__SOURCE TEXT__:
+-------+

LUCENE-4056: Japanese Tokenizer (Kuromoji) cannot build UniDic dictionary #12517

azagniotov · 2023-08-22T08:31:04Z

TL;DR

The current PR attempts to remediate https://issues.apache.org/jira/browse/LUCENE-4056 (Japanese Tokenizer (Kuromoji) cannot build UniDic dictionary)

Description

The current PR builds up upon @johtani's past PR: apache/lucene-solr#935 and attempts to bring the code into a mergeable state, or at least to re-ignite the conversation about building a UniDic dictionary.

Before exporting the current PR, I verified the @johtani's added behavior in the aforementioned PR (plus some changes of my own) by successfully building a number of dictionaries outlined below and posted my findings in the comment: apache/lucene-solr#935 (comment)

Philosophy of changes

I tried to pick up @johtani's added behavior as-is, while minimizing the amount of changes that I added additionally.

+-------+

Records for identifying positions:
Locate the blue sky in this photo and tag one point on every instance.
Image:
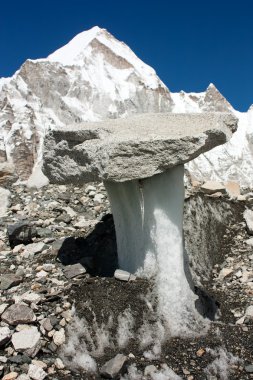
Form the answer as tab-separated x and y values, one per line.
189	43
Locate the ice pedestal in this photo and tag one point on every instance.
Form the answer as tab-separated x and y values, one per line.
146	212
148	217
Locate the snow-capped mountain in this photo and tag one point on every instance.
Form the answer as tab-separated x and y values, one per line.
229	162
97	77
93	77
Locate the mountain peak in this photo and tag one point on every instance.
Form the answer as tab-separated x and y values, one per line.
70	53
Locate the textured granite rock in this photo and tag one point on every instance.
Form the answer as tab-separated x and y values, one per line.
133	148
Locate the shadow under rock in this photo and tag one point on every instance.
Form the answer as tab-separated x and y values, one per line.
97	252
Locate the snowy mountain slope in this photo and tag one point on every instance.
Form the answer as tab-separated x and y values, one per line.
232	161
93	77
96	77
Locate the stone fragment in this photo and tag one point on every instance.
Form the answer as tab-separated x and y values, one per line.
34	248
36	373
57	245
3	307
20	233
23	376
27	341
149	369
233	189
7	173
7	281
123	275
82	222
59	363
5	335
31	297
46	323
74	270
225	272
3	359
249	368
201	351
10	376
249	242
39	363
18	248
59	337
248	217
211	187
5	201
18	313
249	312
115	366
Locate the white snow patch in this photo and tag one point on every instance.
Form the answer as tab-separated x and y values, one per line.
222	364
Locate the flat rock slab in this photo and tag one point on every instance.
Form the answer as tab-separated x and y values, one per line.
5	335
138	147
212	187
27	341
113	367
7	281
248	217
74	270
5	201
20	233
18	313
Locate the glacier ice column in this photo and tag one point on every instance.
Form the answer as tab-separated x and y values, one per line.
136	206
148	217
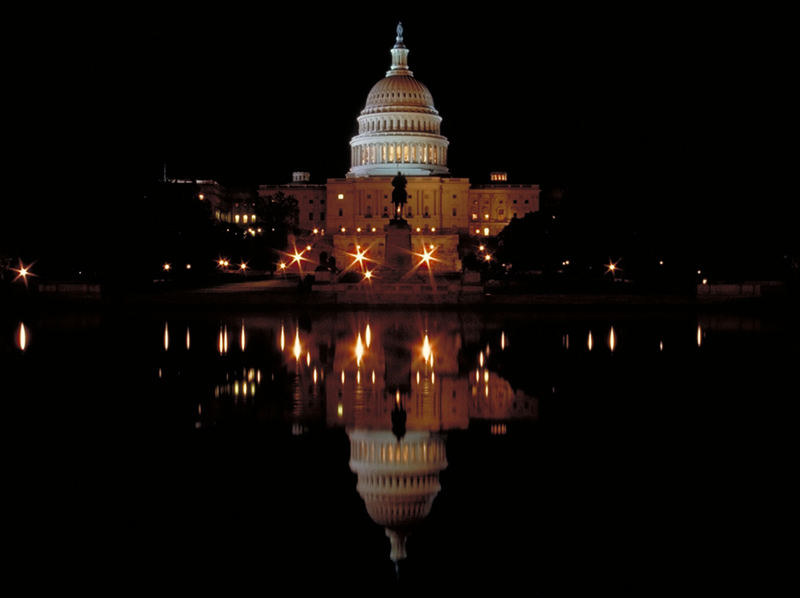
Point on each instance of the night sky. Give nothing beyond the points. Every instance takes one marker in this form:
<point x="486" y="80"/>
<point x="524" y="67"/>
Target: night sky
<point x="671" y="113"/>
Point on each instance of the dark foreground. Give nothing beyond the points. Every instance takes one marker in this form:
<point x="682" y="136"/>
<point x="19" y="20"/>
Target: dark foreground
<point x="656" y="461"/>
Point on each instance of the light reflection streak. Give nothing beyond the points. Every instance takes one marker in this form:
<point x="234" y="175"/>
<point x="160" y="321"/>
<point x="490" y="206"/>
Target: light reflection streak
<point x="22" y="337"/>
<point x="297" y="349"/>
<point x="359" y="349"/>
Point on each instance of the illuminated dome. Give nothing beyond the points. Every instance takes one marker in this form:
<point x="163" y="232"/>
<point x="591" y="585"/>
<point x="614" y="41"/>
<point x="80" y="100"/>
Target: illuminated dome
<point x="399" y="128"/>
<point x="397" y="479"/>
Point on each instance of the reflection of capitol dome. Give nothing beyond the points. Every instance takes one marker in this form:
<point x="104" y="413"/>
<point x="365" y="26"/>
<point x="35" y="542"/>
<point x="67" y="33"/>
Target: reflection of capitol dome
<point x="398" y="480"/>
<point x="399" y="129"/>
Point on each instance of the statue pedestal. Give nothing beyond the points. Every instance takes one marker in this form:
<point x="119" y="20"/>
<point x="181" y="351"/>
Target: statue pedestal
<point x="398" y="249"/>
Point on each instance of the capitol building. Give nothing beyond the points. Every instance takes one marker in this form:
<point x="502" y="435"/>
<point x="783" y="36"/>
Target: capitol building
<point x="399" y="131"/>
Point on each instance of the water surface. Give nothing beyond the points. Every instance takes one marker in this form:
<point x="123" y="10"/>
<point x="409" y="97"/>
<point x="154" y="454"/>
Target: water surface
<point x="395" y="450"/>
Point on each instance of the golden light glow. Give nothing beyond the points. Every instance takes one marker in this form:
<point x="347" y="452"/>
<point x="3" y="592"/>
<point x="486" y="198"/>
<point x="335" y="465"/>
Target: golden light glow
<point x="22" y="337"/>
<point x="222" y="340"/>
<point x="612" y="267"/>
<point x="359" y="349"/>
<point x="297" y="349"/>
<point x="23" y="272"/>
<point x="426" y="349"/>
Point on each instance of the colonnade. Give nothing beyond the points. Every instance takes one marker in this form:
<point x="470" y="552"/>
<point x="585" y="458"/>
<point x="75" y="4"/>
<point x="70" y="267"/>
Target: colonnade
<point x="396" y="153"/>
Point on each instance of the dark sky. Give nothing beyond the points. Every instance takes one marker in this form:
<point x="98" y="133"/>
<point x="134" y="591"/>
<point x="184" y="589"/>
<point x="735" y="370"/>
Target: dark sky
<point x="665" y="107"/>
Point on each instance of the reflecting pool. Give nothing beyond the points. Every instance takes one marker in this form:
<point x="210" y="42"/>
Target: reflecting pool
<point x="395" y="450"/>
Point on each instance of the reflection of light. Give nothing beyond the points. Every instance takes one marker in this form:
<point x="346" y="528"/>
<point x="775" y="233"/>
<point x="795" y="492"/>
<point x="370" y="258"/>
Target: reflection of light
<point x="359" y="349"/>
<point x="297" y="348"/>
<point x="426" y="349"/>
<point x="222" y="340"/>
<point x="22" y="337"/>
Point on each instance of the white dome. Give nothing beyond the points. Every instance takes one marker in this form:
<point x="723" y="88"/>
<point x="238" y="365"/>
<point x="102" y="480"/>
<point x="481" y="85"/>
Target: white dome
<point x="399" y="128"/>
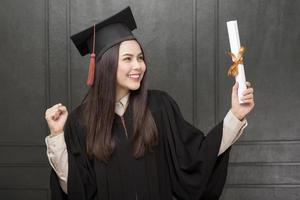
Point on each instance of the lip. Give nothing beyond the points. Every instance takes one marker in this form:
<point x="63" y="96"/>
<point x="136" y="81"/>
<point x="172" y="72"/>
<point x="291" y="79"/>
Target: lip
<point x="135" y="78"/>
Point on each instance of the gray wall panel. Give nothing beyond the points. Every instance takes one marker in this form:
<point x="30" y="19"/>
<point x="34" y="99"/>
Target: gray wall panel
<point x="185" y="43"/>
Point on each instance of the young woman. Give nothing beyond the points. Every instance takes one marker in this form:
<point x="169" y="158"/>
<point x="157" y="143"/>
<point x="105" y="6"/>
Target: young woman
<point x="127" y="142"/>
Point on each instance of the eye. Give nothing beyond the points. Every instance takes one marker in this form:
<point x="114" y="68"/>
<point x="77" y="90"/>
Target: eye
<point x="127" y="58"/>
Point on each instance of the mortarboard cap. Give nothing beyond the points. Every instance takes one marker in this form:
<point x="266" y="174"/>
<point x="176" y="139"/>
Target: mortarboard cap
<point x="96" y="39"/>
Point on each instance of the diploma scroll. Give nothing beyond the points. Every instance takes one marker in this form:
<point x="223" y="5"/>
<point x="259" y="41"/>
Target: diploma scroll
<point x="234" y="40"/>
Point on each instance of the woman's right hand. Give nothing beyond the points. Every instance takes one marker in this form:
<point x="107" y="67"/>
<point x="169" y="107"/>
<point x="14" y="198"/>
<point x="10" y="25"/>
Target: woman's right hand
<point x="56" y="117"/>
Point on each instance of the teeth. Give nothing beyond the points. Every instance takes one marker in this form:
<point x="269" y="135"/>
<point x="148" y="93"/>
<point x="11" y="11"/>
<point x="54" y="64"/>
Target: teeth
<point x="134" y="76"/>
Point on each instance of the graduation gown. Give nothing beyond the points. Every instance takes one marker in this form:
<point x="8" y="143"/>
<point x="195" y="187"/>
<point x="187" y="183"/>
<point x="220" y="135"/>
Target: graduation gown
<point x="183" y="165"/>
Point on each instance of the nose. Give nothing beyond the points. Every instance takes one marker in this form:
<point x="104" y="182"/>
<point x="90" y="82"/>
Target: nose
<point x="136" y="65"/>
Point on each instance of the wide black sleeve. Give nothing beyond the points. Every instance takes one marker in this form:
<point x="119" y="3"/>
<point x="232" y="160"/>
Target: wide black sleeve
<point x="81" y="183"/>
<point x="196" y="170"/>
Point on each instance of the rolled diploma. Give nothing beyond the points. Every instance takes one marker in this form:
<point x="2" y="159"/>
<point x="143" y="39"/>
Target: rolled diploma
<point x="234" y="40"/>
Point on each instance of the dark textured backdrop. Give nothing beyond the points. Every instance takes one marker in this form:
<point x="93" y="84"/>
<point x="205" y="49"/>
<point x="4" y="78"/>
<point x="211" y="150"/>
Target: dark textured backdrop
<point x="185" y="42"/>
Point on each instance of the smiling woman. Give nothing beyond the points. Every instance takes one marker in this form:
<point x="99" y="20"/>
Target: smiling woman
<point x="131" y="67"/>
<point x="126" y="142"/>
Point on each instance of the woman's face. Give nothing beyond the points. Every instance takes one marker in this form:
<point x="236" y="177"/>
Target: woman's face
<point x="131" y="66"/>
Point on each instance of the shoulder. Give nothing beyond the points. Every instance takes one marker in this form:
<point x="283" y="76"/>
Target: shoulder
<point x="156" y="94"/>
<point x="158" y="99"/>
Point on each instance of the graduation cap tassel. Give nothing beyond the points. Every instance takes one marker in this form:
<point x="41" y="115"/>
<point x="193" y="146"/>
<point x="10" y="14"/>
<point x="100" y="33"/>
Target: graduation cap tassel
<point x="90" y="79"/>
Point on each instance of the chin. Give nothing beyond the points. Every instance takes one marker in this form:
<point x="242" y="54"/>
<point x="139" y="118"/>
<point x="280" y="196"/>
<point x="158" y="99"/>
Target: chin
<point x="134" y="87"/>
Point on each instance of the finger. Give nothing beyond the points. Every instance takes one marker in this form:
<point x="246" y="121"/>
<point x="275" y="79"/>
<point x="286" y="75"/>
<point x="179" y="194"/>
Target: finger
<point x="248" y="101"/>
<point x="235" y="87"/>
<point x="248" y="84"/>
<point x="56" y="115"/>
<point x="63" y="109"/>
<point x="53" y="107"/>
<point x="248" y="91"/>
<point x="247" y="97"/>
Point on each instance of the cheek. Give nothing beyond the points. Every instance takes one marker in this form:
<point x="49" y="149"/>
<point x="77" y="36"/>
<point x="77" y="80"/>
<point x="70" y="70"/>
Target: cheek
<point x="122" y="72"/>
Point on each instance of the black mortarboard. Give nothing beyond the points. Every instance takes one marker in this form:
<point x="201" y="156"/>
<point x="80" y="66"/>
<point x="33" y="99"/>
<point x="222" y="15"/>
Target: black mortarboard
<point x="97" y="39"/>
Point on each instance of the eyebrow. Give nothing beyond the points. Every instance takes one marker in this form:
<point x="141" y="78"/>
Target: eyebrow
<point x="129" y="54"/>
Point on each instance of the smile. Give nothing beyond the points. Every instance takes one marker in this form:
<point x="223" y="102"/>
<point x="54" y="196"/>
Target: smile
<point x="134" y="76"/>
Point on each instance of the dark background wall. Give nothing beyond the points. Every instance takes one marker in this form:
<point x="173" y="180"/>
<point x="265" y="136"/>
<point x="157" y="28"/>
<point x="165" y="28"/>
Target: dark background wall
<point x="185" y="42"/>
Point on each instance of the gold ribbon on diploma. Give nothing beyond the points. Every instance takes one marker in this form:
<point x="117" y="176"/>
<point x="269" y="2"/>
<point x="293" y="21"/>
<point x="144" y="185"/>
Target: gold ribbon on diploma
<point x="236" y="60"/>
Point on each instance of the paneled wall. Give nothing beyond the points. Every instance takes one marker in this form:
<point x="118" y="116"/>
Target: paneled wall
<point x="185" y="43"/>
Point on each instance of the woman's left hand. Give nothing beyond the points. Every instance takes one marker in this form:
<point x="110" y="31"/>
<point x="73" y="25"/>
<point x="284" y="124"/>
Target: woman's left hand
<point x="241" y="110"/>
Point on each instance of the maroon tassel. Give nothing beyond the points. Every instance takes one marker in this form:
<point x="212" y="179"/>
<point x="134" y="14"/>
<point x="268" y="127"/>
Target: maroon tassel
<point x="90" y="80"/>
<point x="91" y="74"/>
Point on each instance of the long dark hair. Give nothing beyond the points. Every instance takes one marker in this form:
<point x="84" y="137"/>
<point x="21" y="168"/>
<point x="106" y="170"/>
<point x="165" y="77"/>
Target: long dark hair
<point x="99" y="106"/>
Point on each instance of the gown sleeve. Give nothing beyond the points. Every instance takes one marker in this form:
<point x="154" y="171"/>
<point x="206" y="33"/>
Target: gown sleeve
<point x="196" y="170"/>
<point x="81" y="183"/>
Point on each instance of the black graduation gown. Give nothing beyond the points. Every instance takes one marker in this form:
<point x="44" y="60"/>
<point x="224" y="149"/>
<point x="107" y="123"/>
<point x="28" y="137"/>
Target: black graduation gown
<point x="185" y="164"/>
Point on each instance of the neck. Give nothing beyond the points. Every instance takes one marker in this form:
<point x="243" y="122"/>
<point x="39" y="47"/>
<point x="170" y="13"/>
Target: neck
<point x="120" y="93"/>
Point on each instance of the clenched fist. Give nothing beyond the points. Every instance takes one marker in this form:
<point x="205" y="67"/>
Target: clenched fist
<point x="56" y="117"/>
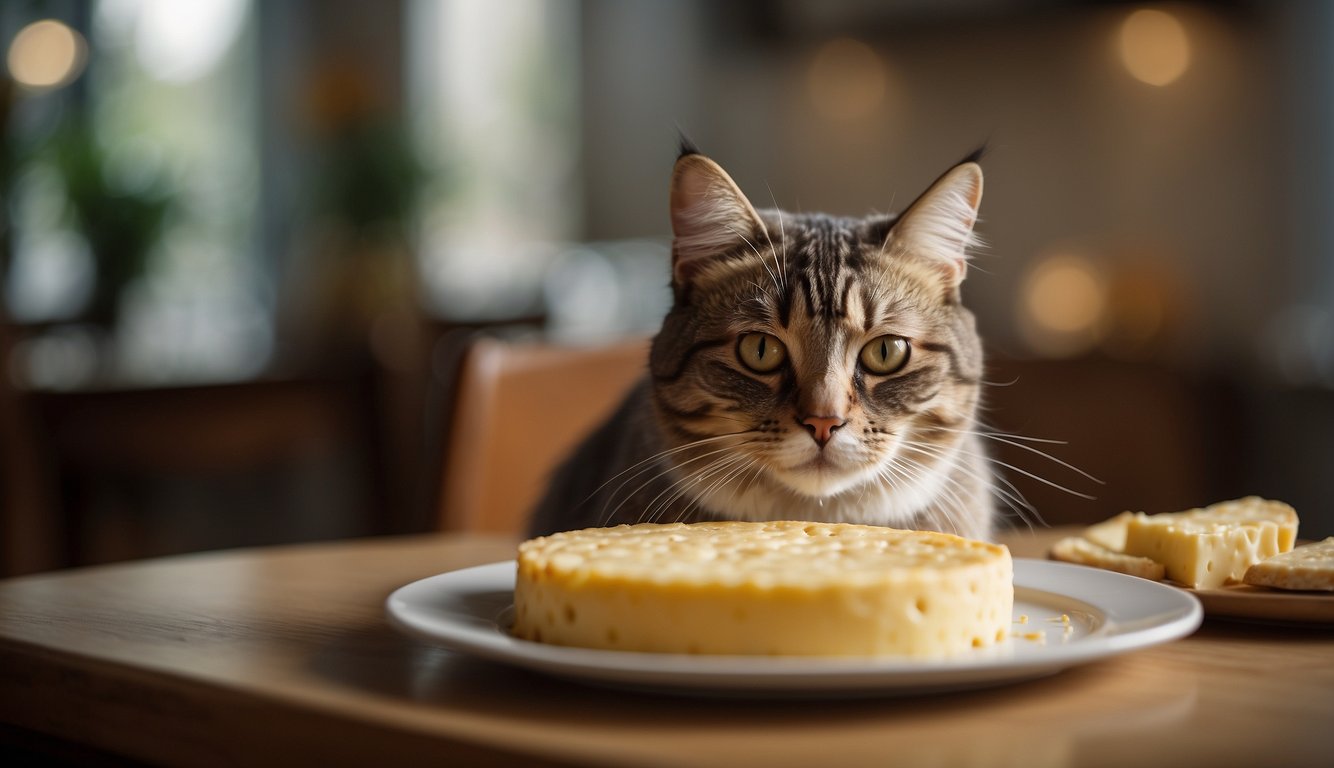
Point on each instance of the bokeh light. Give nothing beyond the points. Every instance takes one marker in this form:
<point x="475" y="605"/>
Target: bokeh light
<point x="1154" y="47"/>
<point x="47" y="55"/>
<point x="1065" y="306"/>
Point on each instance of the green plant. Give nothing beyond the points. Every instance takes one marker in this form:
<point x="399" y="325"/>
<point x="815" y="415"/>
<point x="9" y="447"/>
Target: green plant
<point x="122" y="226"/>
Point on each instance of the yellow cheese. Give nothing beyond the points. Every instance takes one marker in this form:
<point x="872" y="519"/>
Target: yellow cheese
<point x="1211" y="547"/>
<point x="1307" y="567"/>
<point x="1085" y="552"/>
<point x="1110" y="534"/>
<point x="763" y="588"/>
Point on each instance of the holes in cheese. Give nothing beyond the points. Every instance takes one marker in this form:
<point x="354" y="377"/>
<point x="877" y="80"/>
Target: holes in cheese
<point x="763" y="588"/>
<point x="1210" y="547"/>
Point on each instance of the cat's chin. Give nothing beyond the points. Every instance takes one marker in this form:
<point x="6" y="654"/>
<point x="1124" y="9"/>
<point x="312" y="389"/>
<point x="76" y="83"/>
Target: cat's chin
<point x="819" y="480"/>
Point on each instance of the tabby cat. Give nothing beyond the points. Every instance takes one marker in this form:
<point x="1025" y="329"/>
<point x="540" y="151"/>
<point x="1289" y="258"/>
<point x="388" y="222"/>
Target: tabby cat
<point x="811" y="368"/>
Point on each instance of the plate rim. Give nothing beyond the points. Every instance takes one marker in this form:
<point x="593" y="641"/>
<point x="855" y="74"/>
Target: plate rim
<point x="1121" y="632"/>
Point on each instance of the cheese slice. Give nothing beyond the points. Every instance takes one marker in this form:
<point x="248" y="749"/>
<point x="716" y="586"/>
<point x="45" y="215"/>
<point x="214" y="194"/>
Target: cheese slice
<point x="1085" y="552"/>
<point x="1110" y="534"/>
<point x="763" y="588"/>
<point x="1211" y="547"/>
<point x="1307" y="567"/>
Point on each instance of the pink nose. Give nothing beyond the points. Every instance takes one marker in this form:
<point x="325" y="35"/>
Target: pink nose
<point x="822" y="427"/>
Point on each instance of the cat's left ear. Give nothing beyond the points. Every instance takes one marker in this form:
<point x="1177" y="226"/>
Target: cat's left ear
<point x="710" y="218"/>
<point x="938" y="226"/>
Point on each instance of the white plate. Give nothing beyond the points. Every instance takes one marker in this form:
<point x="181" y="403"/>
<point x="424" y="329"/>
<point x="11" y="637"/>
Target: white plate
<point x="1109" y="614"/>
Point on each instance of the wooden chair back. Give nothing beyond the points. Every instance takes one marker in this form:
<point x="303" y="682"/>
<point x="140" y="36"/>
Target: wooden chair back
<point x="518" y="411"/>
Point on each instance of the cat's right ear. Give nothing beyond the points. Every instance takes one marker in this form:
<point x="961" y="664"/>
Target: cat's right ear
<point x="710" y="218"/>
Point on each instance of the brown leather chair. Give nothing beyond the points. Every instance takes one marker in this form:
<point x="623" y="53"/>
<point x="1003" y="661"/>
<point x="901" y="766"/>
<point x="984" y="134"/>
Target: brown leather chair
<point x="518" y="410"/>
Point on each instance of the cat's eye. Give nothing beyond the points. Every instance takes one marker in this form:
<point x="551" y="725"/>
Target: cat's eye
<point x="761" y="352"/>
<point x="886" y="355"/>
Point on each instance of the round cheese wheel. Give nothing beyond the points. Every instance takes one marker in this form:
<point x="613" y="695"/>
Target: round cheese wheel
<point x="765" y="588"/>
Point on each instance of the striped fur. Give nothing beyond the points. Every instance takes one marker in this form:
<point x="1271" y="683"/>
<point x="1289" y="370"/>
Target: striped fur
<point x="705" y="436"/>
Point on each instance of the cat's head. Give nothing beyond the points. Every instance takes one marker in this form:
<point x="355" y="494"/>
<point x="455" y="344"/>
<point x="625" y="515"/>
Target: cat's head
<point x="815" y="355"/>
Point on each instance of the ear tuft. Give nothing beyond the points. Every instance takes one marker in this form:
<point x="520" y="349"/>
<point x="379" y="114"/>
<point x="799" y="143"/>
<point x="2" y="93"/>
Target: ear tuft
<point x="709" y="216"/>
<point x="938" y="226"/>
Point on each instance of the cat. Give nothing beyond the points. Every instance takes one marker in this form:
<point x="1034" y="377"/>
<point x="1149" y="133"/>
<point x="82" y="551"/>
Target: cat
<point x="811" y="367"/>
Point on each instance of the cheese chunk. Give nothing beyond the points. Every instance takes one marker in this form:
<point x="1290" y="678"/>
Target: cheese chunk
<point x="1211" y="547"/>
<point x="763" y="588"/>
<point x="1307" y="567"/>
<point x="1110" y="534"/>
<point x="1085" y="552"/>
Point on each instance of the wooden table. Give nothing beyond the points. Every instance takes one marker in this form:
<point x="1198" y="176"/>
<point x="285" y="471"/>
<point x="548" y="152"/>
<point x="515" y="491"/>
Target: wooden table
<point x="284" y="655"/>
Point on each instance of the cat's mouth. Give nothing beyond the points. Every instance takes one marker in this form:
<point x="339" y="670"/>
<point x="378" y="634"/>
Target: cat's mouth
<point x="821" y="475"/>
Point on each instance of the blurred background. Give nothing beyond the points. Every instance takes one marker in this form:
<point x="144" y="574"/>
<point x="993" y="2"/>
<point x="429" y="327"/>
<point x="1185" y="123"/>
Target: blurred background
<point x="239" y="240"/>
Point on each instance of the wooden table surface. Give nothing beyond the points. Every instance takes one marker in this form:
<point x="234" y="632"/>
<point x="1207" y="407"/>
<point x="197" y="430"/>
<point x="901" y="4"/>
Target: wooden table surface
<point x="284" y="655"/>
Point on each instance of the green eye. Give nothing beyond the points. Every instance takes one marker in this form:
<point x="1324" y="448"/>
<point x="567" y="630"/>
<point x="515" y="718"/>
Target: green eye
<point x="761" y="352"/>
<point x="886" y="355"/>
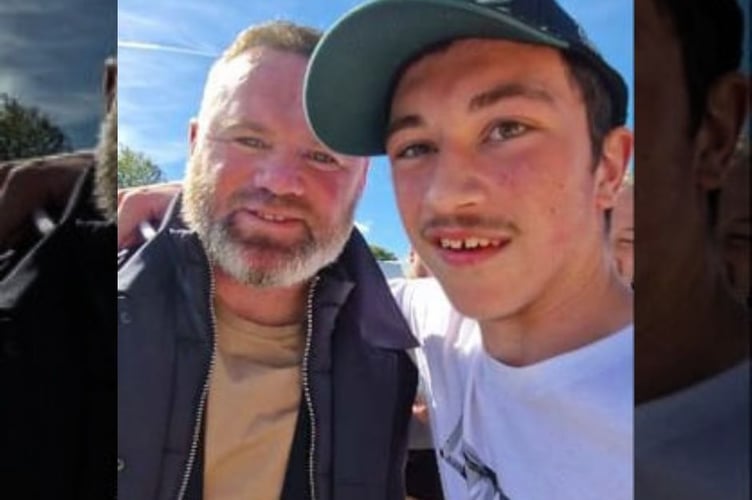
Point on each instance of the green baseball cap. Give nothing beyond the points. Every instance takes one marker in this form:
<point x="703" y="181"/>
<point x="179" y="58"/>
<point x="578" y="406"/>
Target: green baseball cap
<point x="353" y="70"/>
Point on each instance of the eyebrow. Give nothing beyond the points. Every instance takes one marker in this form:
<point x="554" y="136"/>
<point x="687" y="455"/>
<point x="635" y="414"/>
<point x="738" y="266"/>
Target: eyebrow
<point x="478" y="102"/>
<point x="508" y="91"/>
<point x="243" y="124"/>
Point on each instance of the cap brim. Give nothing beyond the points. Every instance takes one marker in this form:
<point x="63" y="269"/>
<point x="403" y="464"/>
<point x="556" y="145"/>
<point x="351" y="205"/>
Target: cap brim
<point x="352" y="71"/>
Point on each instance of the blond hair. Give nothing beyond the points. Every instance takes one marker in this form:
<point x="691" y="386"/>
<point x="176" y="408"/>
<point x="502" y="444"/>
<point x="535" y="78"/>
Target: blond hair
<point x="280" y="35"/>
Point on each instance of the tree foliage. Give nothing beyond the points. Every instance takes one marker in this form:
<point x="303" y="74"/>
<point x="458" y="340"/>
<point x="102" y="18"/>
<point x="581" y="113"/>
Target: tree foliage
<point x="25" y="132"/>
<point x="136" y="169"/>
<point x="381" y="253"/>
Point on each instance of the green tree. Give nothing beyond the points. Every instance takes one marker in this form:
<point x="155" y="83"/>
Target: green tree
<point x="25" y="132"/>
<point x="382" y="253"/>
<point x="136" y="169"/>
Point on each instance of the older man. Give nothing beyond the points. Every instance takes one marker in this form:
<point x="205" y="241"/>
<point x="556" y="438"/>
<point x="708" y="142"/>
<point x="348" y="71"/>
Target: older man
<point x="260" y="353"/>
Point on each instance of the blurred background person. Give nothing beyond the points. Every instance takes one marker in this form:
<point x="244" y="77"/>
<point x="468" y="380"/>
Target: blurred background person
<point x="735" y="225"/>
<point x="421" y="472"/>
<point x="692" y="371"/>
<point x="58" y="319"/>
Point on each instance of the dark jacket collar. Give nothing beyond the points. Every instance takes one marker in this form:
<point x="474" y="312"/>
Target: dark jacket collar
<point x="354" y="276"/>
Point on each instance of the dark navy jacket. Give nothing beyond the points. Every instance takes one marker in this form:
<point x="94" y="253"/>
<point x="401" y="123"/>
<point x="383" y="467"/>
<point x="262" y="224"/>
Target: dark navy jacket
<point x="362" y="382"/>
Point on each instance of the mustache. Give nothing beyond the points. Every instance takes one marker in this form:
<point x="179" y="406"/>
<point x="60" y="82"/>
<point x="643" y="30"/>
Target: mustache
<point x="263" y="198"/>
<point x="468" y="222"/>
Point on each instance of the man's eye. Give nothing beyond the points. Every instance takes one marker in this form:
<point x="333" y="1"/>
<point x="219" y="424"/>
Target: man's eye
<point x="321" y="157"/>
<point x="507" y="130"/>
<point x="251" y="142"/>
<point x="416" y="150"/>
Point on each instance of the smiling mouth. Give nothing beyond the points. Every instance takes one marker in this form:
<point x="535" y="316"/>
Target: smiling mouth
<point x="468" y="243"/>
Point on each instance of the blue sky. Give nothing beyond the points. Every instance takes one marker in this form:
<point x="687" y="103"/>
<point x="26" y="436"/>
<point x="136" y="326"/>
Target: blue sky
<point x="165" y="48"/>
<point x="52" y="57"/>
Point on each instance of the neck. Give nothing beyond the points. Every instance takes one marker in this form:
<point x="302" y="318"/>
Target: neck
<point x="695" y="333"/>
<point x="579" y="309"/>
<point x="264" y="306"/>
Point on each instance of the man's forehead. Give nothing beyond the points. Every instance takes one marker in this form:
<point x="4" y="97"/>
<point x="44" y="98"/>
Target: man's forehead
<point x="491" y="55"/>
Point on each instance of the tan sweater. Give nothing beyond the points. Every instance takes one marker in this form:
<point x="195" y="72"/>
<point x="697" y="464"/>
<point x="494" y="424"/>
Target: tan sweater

+-------+

__EXERCISE SET__:
1. Translate this sentence from the Kuromoji pull request into Spanish: "I tried to pick up @johtani's added behavior as-is, while minimizing the amount of changes that I added additionally."
2. Please shorten the paragraph of the Kuromoji pull request that begins "The current PR builds up upon" and keep its main facts.
3. Carry on writing the Kuromoji pull request from the point where it stops.
None of this material is needed here.

__RESPONSES BY TASK__:
1. Intenté adoptar tal cual el comportamiento añadido por @johtani, minimizando a la vez la cantidad de cambios que añadí adicionalmente.

2. This PR extends @johtani's earlier PR, apache/lucene-solr#935. It aims to make that code mergeable or at least to revive discussion of building a UniDic dictionary.

3.
To be honest, I do not really like how DictionaryBuilder.DictionaryFormat format is being passed everywhere, as it creates these small decision trees if IPADIC do this else do that. If this PR gets merged, I would be happy to refactor in order to make the code more modular (where possible) and perhaps with a better separation of concerns. But, I defer to the maintainers of the Lucene library on this one. 🙇🏼‍♀️

The commits are fairly atomic and I hope this can make the reviewing experience more easier

Built Dictionaries

unidic-cwj-202302_full (NINJAL)
unidic-cwj-3.1.1-full (NINJAL) (See Caveat below 👇🏼 )
unidic-mecab-2.1.2_src (NINJAL)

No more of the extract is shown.